§ Passage shown
Bournemouth based recruitment specialists, Jobshop UK, has advised people to think about jobs of the future, and arm themselves with those skills before embarking upon career paths for jobs which may no longer exist in a few years’ time.
With analysts, PwC, estimating that 10 million (30%) of jobs in the UK will be lost to automation within the next 15 years, it’s not just the usual factory and technology jobs which will be taken over by robots and artificial intelligence (AI).
Tracey Wood, director at Jobshop UK, explained: “Although recruitment is always about the ‘here and now,’ a future-focused mind-set is key to pre-empting future skills’ needs, driving innovation and harnessing new technology.
“Although some people are fearful of automation and of AI’s taking over millions of jobs, it is predicted that they will also create many more new roles than they take, and those jobs will be in more interesting fields and involve knowledge creation and innovation.

§ Assignment A
According to the article on jobs and automation, what three things is a future-focused mind-set key to? List them.
§ Assignment B
From the article on jobs and automation, reproduce the stretch from "Bournemouth based recruitment" through "few years’ time." word for word.

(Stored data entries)
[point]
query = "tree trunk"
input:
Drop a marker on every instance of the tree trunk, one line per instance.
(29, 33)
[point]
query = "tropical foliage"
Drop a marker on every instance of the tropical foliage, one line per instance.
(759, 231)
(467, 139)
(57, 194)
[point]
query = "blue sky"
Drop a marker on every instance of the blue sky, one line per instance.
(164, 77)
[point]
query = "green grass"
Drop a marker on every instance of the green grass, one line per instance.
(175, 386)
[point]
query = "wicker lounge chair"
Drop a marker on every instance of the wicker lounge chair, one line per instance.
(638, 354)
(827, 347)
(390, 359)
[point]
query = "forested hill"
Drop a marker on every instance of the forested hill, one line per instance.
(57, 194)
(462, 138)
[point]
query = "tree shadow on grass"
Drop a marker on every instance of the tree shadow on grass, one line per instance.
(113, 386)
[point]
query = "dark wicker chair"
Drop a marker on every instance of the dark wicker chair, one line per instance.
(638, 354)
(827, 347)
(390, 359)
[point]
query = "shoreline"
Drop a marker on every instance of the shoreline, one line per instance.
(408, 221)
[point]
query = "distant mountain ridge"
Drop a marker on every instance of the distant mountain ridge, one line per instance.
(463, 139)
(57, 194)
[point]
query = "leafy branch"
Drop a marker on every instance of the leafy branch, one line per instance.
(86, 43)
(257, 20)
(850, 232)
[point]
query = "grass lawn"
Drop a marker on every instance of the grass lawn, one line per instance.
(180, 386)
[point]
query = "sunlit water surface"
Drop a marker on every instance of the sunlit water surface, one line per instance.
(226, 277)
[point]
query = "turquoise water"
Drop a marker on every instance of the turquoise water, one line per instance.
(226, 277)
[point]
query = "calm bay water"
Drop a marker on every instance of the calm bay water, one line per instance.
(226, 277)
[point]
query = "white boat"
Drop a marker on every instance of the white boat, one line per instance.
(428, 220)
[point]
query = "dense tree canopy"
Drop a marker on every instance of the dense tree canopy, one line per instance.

§ Answer A
- Pre-empting future skills' needs
- Driving innovation
- Harnessing new technology

§ Answer B
Bournemouth based recruitment specialists, Jobshop UK, has advised people to think about jobs of the future, and arm themselves with those skills before embarking upon career paths for jobs which may no longer exist in a few years’ time.